Collection entries
——
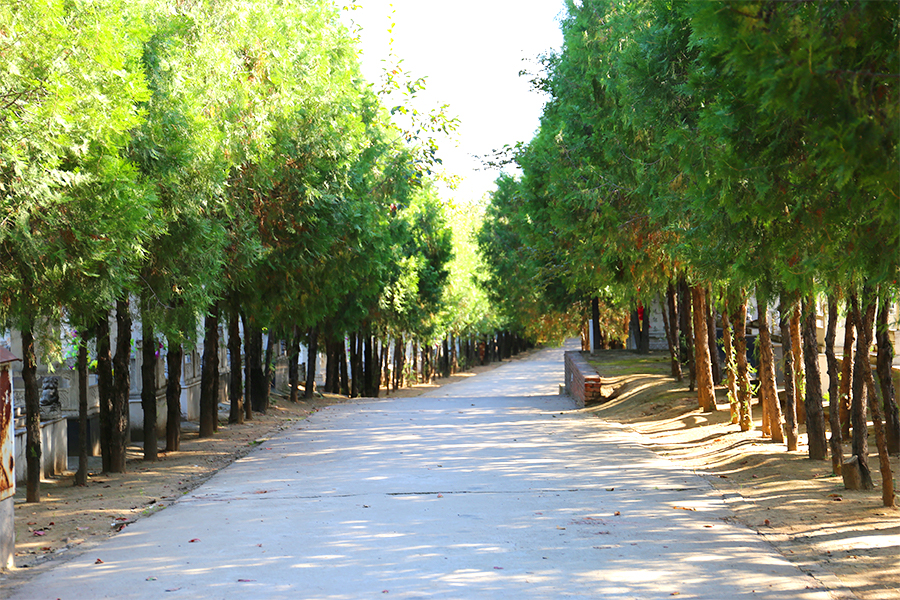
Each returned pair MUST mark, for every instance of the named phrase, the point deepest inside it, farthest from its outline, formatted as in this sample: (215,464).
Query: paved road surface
(494,487)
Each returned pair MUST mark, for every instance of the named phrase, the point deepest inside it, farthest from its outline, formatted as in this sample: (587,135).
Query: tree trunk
(209,376)
(837,451)
(32,418)
(104,389)
(235,383)
(790,374)
(743,374)
(674,343)
(118,414)
(259,393)
(311,359)
(767,391)
(858,419)
(81,473)
(730,368)
(293,366)
(248,352)
(799,371)
(815,419)
(847,372)
(887,479)
(268,370)
(711,335)
(883,366)
(174,360)
(684,313)
(342,361)
(705,390)
(148,385)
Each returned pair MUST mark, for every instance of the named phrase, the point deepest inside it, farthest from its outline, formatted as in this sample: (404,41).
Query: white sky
(471,52)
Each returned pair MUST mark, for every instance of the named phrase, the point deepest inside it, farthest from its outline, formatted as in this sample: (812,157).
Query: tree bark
(174,360)
(81,473)
(293,366)
(209,376)
(342,361)
(768,393)
(730,368)
(887,478)
(674,344)
(687,334)
(148,385)
(883,366)
(799,371)
(815,419)
(847,372)
(858,404)
(790,379)
(32,418)
(256,379)
(743,371)
(235,383)
(118,414)
(104,389)
(311,359)
(834,421)
(705,390)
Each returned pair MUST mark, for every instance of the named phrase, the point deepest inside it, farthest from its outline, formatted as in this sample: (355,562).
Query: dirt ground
(844,538)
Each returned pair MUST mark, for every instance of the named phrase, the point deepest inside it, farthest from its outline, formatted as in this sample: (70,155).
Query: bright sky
(471,52)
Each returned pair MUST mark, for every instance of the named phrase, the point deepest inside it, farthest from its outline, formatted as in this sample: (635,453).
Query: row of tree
(221,161)
(704,152)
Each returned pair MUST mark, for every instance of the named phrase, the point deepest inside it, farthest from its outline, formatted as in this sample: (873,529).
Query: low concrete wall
(583,383)
(54,449)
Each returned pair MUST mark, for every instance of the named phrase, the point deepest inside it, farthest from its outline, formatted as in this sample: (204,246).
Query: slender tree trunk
(837,451)
(674,344)
(730,368)
(799,371)
(268,370)
(684,313)
(235,383)
(148,385)
(209,375)
(705,389)
(711,335)
(645,331)
(858,405)
(104,389)
(32,418)
(743,374)
(122,388)
(883,366)
(815,419)
(312,354)
(768,393)
(342,362)
(248,352)
(293,366)
(847,372)
(174,360)
(259,393)
(887,478)
(790,376)
(81,473)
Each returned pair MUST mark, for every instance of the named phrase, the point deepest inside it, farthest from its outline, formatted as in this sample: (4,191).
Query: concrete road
(494,487)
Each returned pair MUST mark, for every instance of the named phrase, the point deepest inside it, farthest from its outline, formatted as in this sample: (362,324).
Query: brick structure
(583,383)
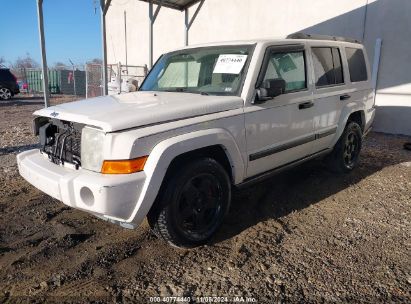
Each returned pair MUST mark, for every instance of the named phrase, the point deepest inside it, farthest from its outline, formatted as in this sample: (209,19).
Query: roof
(174,4)
(265,42)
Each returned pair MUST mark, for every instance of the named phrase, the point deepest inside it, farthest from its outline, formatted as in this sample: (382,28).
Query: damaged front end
(60,140)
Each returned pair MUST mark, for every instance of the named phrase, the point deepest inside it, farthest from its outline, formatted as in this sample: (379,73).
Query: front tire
(5,93)
(346,152)
(192,204)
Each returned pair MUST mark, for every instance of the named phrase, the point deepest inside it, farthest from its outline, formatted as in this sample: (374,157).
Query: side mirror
(270,88)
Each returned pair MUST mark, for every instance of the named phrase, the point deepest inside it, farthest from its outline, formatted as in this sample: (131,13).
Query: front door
(280,131)
(330,93)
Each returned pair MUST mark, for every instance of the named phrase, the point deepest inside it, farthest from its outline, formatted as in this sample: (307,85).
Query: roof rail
(300,35)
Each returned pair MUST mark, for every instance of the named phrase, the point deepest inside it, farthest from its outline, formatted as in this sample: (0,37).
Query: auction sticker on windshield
(229,64)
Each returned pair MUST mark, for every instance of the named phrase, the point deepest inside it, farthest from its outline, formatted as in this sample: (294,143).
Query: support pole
(186,27)
(376,65)
(152,17)
(104,8)
(43,53)
(189,22)
(125,37)
(150,35)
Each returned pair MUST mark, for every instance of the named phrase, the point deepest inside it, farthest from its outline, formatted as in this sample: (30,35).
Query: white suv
(207,118)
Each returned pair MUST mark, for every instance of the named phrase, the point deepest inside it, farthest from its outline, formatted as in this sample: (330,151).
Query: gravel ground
(306,235)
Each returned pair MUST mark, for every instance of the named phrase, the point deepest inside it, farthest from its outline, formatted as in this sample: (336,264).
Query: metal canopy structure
(174,4)
(181,5)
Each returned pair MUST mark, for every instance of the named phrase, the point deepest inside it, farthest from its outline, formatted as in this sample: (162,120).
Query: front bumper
(113,197)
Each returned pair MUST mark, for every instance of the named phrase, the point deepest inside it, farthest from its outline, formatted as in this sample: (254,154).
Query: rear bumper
(113,197)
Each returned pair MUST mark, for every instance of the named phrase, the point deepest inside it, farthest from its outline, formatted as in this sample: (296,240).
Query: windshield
(217,70)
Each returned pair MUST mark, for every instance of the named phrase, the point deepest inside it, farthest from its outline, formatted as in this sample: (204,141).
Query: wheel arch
(168,154)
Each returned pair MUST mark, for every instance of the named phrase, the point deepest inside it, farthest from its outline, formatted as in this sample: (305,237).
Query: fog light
(87,196)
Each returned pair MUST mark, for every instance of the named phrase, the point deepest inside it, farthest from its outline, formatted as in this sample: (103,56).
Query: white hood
(118,112)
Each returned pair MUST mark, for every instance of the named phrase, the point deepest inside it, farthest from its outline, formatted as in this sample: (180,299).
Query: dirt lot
(303,236)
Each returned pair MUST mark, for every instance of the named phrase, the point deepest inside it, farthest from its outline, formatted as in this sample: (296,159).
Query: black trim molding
(292,144)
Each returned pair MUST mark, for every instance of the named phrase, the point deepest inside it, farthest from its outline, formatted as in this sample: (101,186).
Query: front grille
(61,141)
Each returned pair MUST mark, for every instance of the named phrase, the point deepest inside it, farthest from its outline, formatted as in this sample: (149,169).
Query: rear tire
(192,204)
(346,152)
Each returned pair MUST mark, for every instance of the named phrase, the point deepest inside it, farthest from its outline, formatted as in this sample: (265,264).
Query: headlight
(92,149)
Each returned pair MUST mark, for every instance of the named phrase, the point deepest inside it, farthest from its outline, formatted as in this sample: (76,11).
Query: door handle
(305,105)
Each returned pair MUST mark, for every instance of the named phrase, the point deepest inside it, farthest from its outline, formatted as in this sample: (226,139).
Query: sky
(72,30)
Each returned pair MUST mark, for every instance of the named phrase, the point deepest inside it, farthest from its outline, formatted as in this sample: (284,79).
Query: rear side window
(327,66)
(356,64)
(289,66)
——
**WHAT NEEDS TO BE DONE:** From the line that contains "this sample: (296,159)." to the last line of the material above, repeat every line exactly, keeping both the first and the last.

**RIGHT ANSWER:**
Each returned pair MUST mark, for every instance of the named phrase, the point deepest inside it, farthest from its outline, formatted as in this sample: (296,159).
Query: black trim molding
(292,144)
Each returned pair MUST mark, for every instance of the named phrase, the point deepest inside it, farthest from its outline, formatted as in this sample: (101,186).
Query: front grille
(61,141)
Each returned pair MUST mark, for every instance of the named phrase, the point deepest inside it, farthest from its outline, formatted as in this sample: (149,169).
Query: rear tire
(192,204)
(346,152)
Each returned pair MUST mark, for every instance of the named phrase, the point deepest inside it, farthest from its outline, formatted as in this sample: (265,264).
Query: headlight
(92,149)
Each returned pair MUST mark, for every instance of the named phrase, the point deepest inside it, farthest from its outline, formatted as in this sample: (76,11).
Query: door handle
(305,105)
Each returned pair MUST mark, for every instance of the named phrase, the point deepest inside it, farthest from its outline, formatted as in this sample: (226,139).
Query: sky
(72,30)
Each returned pair MUST mark, for every instance of the named phrase, the point deepest inside it, farthest from its outline, formatted as in this sample: (284,79).
Query: rear side window
(327,66)
(356,64)
(289,66)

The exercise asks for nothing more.